### YOUR OBJECTIVE:
Can you repeat the lines below word for word, changing nothing?

## begin RECORDS SUPPLIED

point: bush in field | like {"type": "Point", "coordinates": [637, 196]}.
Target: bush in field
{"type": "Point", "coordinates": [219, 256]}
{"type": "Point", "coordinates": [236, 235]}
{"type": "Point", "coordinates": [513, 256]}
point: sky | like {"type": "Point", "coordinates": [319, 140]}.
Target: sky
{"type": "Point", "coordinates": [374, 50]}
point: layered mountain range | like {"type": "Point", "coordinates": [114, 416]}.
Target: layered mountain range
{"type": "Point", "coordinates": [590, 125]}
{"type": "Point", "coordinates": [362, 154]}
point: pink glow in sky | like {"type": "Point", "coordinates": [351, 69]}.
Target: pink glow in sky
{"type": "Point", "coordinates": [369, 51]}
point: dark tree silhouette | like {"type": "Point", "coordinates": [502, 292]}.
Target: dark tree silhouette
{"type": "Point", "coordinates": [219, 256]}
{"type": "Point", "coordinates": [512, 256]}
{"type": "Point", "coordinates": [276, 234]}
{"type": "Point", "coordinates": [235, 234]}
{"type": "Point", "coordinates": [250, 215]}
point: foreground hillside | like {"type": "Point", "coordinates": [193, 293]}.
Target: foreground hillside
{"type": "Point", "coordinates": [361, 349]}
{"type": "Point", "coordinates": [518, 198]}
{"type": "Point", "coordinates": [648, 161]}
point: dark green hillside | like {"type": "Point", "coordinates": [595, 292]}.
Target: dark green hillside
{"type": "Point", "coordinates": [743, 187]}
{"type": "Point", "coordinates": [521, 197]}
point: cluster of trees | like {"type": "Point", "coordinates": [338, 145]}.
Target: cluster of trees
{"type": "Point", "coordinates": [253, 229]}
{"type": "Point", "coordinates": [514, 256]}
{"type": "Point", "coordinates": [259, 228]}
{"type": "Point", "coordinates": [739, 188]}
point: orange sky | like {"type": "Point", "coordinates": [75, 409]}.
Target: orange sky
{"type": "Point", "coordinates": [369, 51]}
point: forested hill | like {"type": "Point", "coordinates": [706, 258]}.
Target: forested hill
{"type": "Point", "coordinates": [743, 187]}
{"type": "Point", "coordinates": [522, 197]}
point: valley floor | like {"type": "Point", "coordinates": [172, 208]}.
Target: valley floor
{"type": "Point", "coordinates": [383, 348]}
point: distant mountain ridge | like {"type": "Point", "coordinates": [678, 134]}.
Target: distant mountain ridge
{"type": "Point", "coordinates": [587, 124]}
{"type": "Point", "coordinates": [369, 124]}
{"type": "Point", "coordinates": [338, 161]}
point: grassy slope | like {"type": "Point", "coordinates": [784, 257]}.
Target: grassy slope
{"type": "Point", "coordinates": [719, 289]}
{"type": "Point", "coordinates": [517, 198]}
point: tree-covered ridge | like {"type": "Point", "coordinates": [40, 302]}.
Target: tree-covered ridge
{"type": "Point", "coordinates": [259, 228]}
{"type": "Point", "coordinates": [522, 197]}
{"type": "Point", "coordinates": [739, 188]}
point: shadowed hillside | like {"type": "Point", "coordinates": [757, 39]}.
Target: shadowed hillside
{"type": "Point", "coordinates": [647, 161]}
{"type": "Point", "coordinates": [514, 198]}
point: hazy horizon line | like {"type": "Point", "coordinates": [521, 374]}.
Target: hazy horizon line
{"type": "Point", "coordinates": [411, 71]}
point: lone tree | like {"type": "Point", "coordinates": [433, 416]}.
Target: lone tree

## end RECORDS SUPPLIED

### FINAL RESULT:
point: bush in field | like {"type": "Point", "coordinates": [637, 196]}.
Target: bush in field
{"type": "Point", "coordinates": [219, 256]}
{"type": "Point", "coordinates": [236, 235]}
{"type": "Point", "coordinates": [513, 256]}
point: sky | like {"type": "Point", "coordinates": [319, 140]}.
Target: sky
{"type": "Point", "coordinates": [374, 50]}
point: layered mountain range | like {"type": "Point", "coordinates": [114, 416]}.
Target: layered mountain range
{"type": "Point", "coordinates": [590, 125]}
{"type": "Point", "coordinates": [362, 154]}
point: pink glow in sky | like {"type": "Point", "coordinates": [351, 69]}.
Target: pink glow in sky
{"type": "Point", "coordinates": [369, 51]}
point: dark tree silhouette | like {"type": "Point", "coordinates": [502, 292]}.
Target: dark tree silhouette
{"type": "Point", "coordinates": [219, 256]}
{"type": "Point", "coordinates": [512, 256]}
{"type": "Point", "coordinates": [276, 234]}
{"type": "Point", "coordinates": [235, 234]}
{"type": "Point", "coordinates": [250, 215]}
point: foreground hillside | like {"type": "Point", "coordinates": [193, 293]}.
Target: foreground hillside
{"type": "Point", "coordinates": [361, 349]}
{"type": "Point", "coordinates": [518, 198]}
{"type": "Point", "coordinates": [648, 161]}
point: dark green hillside | like {"type": "Point", "coordinates": [595, 292]}.
Target: dark green hillside
{"type": "Point", "coordinates": [743, 187]}
{"type": "Point", "coordinates": [521, 197]}
point: cluster of trees | like {"type": "Point", "coordinates": [338, 145]}.
Target: cluster of trees
{"type": "Point", "coordinates": [253, 229]}
{"type": "Point", "coordinates": [514, 256]}
{"type": "Point", "coordinates": [259, 228]}
{"type": "Point", "coordinates": [739, 188]}
point: orange sky | like {"type": "Point", "coordinates": [75, 409]}.
Target: orange sky
{"type": "Point", "coordinates": [369, 51]}
point: forested hill | like {"type": "Point", "coordinates": [706, 258]}.
Target: forested hill
{"type": "Point", "coordinates": [743, 187]}
{"type": "Point", "coordinates": [522, 197]}
point: valley floor | like {"type": "Point", "coordinates": [172, 208]}.
Target: valley floor
{"type": "Point", "coordinates": [383, 348]}
point: distant mountain ridge | like {"type": "Point", "coordinates": [678, 134]}.
Target: distant mountain ridge
{"type": "Point", "coordinates": [587, 124]}
{"type": "Point", "coordinates": [369, 124]}
{"type": "Point", "coordinates": [338, 161]}
point: grassy slope | like {"type": "Point", "coordinates": [784, 257]}.
Target: grassy slope
{"type": "Point", "coordinates": [719, 289]}
{"type": "Point", "coordinates": [517, 198]}
point: tree-covered ridge | like {"type": "Point", "coordinates": [40, 302]}.
Target: tree-covered ridge
{"type": "Point", "coordinates": [259, 228]}
{"type": "Point", "coordinates": [522, 197]}
{"type": "Point", "coordinates": [739, 188]}
point: shadowed hillside | like {"type": "Point", "coordinates": [757, 39]}.
Target: shadowed hillside
{"type": "Point", "coordinates": [647, 161]}
{"type": "Point", "coordinates": [514, 198]}
point: hazy horizon line | like {"type": "Point", "coordinates": [521, 374]}.
Target: hazy horizon line
{"type": "Point", "coordinates": [411, 71]}
point: lone tree | like {"type": "Point", "coordinates": [433, 416]}.
Target: lone tree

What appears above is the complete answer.